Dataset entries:
***
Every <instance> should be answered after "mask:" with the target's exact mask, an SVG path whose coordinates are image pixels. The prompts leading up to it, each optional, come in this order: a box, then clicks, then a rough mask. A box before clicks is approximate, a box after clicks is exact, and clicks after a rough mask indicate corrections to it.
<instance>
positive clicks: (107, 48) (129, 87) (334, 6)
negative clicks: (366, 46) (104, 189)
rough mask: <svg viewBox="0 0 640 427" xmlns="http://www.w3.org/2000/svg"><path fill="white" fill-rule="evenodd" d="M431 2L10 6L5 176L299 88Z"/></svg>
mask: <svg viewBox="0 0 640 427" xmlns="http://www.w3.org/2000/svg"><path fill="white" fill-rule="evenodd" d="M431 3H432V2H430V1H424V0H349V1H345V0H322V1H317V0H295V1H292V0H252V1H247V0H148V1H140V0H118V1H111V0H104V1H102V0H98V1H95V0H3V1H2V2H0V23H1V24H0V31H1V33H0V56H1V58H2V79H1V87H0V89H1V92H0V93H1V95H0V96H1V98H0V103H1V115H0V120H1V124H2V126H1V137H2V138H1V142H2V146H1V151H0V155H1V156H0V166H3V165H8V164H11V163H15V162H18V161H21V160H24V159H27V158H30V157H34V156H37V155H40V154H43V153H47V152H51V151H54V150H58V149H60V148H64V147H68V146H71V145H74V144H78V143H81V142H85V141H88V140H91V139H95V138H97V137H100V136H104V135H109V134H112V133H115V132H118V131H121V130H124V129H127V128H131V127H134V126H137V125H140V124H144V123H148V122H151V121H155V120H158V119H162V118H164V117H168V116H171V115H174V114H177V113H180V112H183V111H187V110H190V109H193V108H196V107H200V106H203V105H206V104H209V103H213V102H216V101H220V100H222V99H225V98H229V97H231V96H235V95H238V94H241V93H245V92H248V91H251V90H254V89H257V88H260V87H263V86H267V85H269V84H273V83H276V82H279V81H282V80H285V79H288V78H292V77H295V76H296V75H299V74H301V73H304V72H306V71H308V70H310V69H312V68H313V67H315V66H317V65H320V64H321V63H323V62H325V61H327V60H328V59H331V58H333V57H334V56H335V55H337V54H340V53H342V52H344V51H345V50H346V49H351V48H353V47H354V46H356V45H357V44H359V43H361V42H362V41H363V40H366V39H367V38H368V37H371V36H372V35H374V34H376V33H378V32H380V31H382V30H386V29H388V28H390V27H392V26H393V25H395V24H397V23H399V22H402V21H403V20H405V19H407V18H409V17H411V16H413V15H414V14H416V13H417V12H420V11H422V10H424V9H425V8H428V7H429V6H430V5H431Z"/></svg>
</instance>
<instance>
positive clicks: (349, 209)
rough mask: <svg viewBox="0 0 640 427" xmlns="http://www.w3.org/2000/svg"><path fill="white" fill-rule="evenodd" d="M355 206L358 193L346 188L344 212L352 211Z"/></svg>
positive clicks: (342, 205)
***
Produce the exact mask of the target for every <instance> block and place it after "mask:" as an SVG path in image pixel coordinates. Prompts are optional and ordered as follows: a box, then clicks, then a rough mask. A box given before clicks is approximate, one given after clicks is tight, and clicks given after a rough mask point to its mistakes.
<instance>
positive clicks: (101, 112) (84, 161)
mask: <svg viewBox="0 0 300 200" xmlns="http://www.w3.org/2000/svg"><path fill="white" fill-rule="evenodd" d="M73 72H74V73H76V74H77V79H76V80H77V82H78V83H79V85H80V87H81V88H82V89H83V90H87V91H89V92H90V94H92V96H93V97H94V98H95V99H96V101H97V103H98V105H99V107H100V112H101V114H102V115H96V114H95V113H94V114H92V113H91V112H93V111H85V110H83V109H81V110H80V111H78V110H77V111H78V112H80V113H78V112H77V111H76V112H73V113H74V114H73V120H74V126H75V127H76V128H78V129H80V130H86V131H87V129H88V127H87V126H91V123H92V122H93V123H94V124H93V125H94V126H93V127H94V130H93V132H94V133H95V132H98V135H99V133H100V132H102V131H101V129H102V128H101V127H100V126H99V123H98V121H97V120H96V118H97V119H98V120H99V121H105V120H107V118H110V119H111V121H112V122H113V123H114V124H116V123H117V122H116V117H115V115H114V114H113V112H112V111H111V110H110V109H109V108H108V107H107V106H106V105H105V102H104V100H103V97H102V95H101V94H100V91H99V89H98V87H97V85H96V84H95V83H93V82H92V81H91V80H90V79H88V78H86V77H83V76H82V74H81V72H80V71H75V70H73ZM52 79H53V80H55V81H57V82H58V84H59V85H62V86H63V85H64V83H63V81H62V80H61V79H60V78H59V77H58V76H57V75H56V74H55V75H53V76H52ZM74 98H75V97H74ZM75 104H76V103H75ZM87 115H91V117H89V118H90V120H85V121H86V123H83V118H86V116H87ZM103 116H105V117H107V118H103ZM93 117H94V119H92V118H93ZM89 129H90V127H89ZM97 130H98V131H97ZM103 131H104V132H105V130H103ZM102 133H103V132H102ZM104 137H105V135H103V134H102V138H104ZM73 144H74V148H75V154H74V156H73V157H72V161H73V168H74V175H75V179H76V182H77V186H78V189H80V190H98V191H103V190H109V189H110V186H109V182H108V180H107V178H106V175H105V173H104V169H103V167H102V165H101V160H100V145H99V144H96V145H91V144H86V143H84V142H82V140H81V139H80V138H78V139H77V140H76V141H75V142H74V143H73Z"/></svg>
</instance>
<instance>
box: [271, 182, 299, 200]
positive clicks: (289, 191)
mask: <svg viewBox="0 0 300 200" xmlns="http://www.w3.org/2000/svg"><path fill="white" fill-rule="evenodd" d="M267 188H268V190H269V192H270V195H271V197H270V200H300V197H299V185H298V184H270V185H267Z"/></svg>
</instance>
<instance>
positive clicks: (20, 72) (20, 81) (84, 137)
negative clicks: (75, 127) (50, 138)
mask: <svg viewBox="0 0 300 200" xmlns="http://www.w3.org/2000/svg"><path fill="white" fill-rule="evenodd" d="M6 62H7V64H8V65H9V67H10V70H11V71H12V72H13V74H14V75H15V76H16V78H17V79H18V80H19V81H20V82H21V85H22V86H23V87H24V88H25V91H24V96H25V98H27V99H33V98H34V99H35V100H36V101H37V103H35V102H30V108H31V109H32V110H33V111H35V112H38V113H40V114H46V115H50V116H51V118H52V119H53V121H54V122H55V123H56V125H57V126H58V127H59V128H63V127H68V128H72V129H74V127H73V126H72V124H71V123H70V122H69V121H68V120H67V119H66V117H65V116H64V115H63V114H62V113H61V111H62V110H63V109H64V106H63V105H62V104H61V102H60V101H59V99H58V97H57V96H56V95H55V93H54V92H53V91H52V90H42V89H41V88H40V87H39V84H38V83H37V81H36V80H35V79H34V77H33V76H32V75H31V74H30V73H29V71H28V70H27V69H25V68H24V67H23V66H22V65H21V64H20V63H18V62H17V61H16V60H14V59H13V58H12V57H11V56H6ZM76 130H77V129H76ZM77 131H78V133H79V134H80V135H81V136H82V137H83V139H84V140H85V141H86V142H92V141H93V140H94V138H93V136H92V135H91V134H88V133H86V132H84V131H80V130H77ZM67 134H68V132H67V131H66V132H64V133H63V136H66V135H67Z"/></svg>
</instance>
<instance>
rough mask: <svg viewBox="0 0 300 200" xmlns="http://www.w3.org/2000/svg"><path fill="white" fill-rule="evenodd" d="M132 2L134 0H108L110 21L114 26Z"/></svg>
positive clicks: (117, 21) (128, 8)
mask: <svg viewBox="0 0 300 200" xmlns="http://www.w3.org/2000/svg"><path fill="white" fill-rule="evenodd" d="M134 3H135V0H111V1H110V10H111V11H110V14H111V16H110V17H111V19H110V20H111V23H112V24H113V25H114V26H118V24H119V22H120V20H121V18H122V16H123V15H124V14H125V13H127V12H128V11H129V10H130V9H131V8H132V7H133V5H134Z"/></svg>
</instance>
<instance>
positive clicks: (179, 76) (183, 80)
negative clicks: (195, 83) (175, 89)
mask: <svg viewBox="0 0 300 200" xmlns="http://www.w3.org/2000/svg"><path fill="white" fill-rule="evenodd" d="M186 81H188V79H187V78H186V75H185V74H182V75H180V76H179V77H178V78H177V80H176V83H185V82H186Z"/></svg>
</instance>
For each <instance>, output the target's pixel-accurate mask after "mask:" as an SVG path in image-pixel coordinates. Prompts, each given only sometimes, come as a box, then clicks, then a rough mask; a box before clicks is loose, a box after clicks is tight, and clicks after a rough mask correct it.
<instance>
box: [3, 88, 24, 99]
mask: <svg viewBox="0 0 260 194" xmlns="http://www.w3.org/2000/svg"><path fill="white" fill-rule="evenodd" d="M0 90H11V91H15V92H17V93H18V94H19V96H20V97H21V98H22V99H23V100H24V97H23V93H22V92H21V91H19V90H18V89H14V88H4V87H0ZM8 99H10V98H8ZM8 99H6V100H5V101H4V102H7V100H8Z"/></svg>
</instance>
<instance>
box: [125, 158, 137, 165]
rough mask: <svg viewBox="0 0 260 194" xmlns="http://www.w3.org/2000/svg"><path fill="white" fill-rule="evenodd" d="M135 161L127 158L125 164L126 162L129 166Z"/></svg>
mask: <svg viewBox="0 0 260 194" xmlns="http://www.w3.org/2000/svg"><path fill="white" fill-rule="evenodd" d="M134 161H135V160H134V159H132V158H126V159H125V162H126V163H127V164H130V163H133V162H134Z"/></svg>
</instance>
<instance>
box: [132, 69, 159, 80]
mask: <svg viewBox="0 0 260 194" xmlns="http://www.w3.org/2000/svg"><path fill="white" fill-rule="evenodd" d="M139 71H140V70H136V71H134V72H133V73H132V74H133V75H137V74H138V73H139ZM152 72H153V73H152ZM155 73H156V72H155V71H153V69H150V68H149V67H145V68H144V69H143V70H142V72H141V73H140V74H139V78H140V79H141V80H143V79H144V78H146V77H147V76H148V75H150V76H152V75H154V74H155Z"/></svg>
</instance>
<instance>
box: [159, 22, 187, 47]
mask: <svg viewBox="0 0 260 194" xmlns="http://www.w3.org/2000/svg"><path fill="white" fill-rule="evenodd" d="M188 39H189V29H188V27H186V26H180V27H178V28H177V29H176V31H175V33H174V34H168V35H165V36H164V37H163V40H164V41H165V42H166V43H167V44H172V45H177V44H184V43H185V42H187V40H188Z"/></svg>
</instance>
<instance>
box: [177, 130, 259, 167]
***
Required action:
List every line in the material above that contains the string "exact", copying each such line in full.

Your solution:
Every <instance> should be answered after "mask:" with the target's exact mask, an SVG path whose coordinates are image pixels. The prompts leading up to it, each optional, come in this order: a box, then clicks, then a rough mask. A box before clicks is approximate, a box after clicks is exact, and clicks after a rough mask indicate corrections to it.
Produce the exact mask of the target for every <instance> block and place it after "mask:" as an SVG path in image pixel coordinates. Prompts are optional and ordered as follows: a box, then clicks, then a rough mask. A box given before clicks is approximate, one given after clicks is tight, and clicks given after a rough mask point to its mistakes.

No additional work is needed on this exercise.